TEXT SECTION ▸
To paraphrase Oscar Wilde, you’d have to have a heart of stone not to laugh
at the unraveling of Obamacare.

First, the obligatory caveats. It is no laughing matter that millions of
Americans’ lives have been thrown into anxious chaos as they lose their
health insurance, their doctors, their money, or all three. Nor is it
particularly amusing to think of the incredible waste of time and tax
dollars that has gone into Obamacare’s construction. And the
still-unfolding violence that this misbegotten legislation will visit on
the economy and our liberties is not funny either. This very magazine has
been downright funereal about the brazen and unconstitutional seizure of
one-sixth of the economy, and rightly so.

But come on, people.

If you can’t take some joy, some modicum of relief and mirth, in the
unprecedentedly spectacular beclowning of the president, his
administration, its enablers, and, to no small degree, liberalism itself,
then you need to ask yourself why you’re following politics in the first
place. Because, frankly, this has been one of the most enjoyable political
moments of my lifetime. I wake up in the morning and rush to find my
just-delivered newspaper with a joyful expectation of worsening news so
intense, I feel like Morgan Freeman should be narrating my trek to the
front lawn. Indeed, not since Dan Rather handcuffed himself to a fraudulent
typewriter, hurled it into the abyss, and saw his career plummet like Ted
Kennedy was behind the wheel have I enjoyed a story more.

Alas, the English language is not well equipped to capture the sensation
I’m describing, which is why we must all thank the Germans for giving us
the term “schadenfreude” — the joy one feels at the misfortune or failure
of others. The primary wellspring of schadenfreude can be attributed to
Barack Obama’s hubris — another immigrant word, which means a sinful pride
or arrogance that causes someone to believe he has a godlike immunity to
the rules of life.

WHAT YOU ARE ASKED TO DO ▸ Reproduce the part of the Obamacare column between "First, the obligatory" and "come on, people.", inclusive. The items after this point are separate material and have no connection to the Obamacare column.

SUPPLIED MATERIAL ▸
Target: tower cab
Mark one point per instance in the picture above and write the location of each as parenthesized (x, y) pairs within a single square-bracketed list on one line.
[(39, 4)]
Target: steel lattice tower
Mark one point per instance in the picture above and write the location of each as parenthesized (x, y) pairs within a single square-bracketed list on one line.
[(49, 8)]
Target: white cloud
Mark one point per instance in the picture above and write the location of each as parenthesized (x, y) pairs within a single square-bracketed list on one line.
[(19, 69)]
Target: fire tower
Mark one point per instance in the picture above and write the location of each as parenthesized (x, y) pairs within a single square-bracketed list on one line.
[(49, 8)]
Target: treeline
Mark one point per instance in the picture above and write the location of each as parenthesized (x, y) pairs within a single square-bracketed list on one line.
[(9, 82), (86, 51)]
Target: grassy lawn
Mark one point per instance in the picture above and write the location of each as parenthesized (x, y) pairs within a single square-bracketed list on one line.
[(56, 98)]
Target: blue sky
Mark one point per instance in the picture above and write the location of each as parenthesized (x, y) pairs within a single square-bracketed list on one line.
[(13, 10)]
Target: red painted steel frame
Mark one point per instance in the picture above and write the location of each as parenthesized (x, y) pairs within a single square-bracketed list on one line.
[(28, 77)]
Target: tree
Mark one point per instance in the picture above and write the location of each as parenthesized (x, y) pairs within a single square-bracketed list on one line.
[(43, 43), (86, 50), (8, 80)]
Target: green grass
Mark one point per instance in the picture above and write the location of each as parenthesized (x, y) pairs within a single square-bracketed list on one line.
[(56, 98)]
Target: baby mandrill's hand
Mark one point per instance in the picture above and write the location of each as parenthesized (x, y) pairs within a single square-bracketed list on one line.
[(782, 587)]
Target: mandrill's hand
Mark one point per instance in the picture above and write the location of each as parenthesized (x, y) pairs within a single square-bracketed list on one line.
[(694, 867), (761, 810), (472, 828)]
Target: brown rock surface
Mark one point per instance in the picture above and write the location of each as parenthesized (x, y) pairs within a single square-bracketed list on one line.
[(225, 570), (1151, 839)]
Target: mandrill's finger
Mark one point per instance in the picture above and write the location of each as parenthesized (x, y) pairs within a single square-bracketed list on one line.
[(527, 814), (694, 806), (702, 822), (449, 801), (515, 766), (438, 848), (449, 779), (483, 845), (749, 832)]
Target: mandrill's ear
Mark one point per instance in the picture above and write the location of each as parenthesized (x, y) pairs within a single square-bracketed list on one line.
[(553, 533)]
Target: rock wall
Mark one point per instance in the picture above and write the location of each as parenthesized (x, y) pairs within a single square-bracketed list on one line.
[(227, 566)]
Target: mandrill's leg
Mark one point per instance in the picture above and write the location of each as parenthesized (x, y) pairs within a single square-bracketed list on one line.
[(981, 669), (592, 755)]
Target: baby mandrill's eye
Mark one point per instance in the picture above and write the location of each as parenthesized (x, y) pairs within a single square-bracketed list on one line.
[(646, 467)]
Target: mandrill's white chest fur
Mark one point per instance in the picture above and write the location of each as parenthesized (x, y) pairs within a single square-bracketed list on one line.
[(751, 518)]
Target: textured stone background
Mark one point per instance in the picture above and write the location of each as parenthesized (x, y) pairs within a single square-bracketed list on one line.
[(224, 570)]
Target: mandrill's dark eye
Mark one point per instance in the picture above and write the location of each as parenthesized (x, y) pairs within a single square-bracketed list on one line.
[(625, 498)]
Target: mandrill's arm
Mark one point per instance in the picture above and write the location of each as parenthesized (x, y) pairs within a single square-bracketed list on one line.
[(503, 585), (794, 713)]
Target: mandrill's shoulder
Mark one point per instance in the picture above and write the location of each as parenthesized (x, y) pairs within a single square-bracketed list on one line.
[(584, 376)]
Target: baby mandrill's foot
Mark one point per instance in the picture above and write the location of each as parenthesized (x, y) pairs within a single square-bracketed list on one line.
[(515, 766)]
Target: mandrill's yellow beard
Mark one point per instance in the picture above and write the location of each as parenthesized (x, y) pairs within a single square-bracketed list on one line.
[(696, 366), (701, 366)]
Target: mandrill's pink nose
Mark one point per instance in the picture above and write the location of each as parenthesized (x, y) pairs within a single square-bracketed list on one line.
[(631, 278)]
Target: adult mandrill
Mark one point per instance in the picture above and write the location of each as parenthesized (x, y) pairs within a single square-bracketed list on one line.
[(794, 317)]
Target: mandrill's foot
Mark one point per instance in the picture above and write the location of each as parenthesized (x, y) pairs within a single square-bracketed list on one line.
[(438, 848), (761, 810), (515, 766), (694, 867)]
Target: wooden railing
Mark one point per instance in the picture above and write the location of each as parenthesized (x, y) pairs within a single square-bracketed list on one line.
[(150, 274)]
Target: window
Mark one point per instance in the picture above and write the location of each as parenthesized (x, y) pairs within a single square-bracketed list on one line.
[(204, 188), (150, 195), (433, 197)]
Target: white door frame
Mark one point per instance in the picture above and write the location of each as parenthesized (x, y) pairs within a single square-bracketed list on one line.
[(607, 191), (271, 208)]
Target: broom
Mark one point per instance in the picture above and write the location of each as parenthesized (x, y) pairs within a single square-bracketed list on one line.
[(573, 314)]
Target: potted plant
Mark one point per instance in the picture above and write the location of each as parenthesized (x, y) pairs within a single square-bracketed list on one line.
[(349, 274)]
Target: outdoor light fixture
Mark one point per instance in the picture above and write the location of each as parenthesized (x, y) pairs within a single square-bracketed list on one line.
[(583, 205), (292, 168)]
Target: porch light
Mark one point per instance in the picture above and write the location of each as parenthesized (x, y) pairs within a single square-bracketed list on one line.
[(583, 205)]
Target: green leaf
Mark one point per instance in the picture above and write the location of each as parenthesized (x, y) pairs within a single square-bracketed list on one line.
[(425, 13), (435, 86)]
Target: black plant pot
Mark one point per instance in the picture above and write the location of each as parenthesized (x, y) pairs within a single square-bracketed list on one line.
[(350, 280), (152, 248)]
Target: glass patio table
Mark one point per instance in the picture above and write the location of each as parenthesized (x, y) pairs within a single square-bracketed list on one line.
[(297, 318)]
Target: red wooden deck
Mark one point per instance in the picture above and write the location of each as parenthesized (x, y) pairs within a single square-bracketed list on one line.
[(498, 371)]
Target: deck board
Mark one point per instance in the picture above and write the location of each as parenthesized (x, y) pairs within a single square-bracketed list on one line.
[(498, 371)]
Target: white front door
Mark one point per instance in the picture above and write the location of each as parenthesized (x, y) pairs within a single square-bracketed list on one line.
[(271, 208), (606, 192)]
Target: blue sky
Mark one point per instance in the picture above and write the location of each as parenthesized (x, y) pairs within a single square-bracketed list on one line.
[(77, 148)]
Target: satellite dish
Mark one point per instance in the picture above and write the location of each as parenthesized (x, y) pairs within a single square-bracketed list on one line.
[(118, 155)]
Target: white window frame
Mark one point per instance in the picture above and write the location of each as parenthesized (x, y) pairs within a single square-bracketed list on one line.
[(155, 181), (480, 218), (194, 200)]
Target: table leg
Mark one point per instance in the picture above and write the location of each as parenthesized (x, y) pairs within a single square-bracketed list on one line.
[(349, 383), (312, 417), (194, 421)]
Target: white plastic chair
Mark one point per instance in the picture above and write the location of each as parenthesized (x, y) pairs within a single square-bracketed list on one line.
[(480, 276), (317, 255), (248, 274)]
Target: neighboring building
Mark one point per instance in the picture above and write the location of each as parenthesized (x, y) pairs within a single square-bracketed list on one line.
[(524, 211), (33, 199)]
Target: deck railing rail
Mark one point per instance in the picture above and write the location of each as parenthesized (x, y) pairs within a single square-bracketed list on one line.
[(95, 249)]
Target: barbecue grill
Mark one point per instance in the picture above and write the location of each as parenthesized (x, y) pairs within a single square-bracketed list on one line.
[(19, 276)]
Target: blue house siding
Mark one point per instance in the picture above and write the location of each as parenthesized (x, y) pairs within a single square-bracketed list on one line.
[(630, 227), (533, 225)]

EXERCISE SOLUTION ▸
First, the obligatory caveats. It is no laughing matter that millions of
Americans’ lives have been thrown into anxious chaos as they lose their
health insurance, their doctors, their money, or all three. Nor is it
particularly amusing to think of the incredible waste of time and tax
dollars that has gone into Obamacare’s construction. And the
still-unfolding violence that this misbegotten legislation will visit on
the economy and our liberties is not funny either. This very magazine has
been downright funereal about the brazen and unconstitutional seizure of
one-sixth of the economy, and rightly so.

But come on, people.